■ Aim of the task ■
Reproduce, exactly and in full, only the lines below from the one containing "Sports-analytics tagging: mark the soldiers" through the one containing "Sports-analytics tagging: mark the building".

Items from a dataset:
※ ※ ※

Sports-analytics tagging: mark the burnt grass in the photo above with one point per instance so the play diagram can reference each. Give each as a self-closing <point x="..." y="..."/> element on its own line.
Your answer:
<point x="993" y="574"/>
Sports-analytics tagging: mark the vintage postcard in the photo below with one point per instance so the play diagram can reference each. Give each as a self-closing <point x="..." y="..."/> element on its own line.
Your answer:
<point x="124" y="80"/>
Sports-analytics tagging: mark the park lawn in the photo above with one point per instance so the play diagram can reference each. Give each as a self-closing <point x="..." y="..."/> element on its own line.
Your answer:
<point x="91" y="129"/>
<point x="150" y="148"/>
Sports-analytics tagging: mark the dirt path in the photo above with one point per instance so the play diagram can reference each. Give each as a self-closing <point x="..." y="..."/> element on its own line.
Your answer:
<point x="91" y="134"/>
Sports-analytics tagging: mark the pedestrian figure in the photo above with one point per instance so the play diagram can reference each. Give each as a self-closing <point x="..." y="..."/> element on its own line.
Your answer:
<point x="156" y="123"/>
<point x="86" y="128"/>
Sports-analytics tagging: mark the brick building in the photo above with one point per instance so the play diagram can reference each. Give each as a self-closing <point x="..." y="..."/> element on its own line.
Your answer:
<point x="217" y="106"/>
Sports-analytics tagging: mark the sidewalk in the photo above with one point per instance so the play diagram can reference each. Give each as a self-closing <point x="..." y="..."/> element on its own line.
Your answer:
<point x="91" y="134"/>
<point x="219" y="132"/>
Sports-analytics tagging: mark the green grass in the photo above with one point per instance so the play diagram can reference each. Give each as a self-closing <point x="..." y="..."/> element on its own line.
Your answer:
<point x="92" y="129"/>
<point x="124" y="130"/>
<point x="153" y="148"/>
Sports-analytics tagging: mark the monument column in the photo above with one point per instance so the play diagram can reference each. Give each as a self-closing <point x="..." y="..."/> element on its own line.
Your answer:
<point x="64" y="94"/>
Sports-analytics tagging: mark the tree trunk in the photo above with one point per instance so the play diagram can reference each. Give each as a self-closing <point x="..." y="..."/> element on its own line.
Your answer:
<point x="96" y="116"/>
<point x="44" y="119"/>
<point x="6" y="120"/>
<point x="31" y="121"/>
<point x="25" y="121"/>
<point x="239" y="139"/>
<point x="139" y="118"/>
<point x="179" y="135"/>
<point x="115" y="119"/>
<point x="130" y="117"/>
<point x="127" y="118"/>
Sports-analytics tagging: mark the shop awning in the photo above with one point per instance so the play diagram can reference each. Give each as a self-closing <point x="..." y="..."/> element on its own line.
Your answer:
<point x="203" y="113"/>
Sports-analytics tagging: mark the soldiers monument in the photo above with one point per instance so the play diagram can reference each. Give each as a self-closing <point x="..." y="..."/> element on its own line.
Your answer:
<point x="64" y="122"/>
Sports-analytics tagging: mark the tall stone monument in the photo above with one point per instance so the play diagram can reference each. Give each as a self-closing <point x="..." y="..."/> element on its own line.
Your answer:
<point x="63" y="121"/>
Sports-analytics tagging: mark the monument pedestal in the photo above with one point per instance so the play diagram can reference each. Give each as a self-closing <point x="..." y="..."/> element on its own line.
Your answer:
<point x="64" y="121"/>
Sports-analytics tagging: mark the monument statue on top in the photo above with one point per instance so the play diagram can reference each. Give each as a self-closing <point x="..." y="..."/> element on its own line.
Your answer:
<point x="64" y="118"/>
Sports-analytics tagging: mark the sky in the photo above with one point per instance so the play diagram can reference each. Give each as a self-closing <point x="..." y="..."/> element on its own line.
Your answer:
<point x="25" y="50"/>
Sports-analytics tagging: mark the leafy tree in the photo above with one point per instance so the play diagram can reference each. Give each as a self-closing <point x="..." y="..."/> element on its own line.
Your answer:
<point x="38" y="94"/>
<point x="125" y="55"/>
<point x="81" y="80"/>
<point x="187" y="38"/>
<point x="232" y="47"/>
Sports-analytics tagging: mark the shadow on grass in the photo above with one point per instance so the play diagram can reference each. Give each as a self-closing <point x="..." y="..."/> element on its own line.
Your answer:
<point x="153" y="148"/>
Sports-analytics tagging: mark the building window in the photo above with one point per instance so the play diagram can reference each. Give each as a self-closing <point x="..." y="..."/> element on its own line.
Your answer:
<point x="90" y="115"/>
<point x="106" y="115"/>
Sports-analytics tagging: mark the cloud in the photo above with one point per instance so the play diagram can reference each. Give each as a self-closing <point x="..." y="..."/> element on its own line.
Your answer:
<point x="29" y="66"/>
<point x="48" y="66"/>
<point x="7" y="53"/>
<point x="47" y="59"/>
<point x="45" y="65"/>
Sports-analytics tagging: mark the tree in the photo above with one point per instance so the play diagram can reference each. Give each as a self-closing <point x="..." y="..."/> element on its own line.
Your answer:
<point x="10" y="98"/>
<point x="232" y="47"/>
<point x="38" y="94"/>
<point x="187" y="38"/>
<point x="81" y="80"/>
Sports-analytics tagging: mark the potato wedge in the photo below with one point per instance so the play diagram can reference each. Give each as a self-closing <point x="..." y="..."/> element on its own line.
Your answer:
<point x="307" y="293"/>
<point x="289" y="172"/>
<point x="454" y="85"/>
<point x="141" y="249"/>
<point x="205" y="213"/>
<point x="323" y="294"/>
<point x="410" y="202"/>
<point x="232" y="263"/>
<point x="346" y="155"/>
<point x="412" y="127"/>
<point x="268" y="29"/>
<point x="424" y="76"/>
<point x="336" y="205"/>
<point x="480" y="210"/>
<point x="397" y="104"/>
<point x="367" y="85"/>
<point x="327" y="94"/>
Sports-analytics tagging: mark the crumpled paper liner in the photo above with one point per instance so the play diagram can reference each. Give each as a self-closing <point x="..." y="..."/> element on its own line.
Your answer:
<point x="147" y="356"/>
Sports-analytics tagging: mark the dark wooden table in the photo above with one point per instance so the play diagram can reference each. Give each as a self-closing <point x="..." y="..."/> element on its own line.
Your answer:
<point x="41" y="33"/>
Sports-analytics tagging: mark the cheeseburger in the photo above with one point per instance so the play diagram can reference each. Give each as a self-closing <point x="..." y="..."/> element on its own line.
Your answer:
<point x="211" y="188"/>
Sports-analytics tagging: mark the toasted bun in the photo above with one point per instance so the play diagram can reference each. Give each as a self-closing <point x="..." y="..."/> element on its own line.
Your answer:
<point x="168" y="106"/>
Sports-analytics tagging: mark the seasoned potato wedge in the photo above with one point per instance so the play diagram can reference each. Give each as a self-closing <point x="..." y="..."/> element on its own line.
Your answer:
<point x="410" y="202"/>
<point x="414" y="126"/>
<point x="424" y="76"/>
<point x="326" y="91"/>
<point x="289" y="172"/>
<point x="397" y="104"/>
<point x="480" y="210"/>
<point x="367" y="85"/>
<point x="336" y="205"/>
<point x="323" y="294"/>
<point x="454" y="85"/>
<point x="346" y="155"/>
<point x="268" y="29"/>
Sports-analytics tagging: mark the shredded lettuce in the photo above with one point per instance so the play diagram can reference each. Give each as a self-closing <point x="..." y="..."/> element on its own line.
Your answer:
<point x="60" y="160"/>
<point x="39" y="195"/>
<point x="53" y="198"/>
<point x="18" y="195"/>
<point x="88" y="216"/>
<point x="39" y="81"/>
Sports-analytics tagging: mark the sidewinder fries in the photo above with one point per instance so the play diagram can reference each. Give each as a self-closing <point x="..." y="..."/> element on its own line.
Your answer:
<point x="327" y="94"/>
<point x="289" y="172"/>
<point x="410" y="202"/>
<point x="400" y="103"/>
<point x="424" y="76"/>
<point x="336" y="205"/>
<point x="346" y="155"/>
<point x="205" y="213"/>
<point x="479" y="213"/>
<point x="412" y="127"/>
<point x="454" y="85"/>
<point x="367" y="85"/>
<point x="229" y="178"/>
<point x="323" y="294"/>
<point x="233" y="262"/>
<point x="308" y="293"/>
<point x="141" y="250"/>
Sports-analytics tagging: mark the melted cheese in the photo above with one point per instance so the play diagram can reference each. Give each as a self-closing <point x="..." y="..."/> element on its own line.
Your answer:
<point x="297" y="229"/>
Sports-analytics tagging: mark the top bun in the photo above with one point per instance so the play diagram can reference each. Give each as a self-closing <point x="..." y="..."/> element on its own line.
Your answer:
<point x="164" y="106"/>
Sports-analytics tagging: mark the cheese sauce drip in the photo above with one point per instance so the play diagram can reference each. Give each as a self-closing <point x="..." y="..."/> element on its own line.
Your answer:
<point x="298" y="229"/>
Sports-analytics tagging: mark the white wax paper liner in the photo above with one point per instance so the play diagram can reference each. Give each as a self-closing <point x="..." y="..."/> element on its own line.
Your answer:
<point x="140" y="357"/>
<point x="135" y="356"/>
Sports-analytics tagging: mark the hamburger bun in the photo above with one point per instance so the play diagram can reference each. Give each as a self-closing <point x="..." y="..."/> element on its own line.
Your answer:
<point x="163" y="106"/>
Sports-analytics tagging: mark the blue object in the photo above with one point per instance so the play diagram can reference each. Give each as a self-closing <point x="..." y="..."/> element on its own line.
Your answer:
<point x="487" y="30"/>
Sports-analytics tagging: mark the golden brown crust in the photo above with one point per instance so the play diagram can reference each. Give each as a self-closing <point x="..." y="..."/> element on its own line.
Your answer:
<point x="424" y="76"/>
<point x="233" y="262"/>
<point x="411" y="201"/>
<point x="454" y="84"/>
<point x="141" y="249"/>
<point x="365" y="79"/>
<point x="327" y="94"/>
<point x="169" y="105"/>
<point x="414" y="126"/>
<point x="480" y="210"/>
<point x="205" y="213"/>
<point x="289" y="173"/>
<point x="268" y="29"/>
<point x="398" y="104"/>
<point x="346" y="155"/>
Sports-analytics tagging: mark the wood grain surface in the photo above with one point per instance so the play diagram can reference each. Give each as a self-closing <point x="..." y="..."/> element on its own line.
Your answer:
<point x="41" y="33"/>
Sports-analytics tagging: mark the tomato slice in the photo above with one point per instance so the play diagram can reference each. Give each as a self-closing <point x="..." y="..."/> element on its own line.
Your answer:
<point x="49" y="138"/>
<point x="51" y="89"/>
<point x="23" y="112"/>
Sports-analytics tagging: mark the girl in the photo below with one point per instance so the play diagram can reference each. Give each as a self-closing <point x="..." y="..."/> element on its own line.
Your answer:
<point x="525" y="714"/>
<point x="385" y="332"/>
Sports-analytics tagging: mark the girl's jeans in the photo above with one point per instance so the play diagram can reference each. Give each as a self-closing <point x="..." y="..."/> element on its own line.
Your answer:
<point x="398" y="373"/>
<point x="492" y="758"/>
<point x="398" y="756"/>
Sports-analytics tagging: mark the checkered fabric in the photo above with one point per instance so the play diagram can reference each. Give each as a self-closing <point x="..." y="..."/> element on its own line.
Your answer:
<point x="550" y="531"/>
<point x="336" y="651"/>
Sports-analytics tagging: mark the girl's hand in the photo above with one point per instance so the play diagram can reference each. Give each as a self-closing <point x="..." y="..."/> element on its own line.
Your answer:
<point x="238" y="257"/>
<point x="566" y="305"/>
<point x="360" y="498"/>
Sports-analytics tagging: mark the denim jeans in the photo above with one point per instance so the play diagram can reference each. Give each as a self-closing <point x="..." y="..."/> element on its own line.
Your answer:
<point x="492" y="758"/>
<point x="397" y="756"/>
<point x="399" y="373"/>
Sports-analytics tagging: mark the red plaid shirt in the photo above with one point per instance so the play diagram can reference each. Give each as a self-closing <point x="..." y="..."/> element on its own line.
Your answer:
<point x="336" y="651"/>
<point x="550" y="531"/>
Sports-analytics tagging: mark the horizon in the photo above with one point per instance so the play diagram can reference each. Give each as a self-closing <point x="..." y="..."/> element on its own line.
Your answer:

※ ※ ※

■ Solution to this task ■
Sports-analytics tagging: mark the soldiers monument in the photo above with one point per instance so the play diagram can reference each. Give each as a self-closing <point x="..." y="..."/> element on its own line.
Your answer:
<point x="64" y="122"/>
Sports-analytics tagging: mark the tall stone monument in the photo above with one point per instance so the play diagram can reference each. Give each as a self-closing <point x="..." y="..."/> element on its own line.
Your answer:
<point x="63" y="121"/>
Sports-analytics tagging: mark the monument pedestal in the photo above with one point per instance so the play diagram can reference each. Give each as a self-closing <point x="..." y="..."/> element on its own line.
Your answer:
<point x="64" y="121"/>
Sports-analytics tagging: mark the monument statue on top in the photo above with one point per instance so the play diagram can reference each. Give each as a self-closing <point x="..." y="..."/> element on its own line.
Your answer:
<point x="64" y="118"/>
Sports-analytics tagging: mark the sky in the photo above with one point per instance so the play diagram can reference each. Give each as a self-closing <point x="..." y="..."/> element on its own line.
Your answer:
<point x="25" y="50"/>
Sports-analytics tagging: mark the leafy tree in the photo above with one point per instance so the play diagram can reference each. Give each as a self-closing <point x="..." y="..."/> element on its own line.
Your answer:
<point x="38" y="94"/>
<point x="125" y="55"/>
<point x="81" y="80"/>
<point x="187" y="38"/>
<point x="232" y="47"/>
Sports-analytics tagging: mark the shadow on grass in the photo above with one point per instance so the play diagram can reference each. Give each as a self-closing <point x="..." y="..."/> element on its own line.
Your answer:
<point x="153" y="148"/>
Sports-analytics tagging: mark the building window in the photo above with one point per instance so the play diagram can reference each. Give each as a self-closing <point x="..." y="..."/> element on its own line.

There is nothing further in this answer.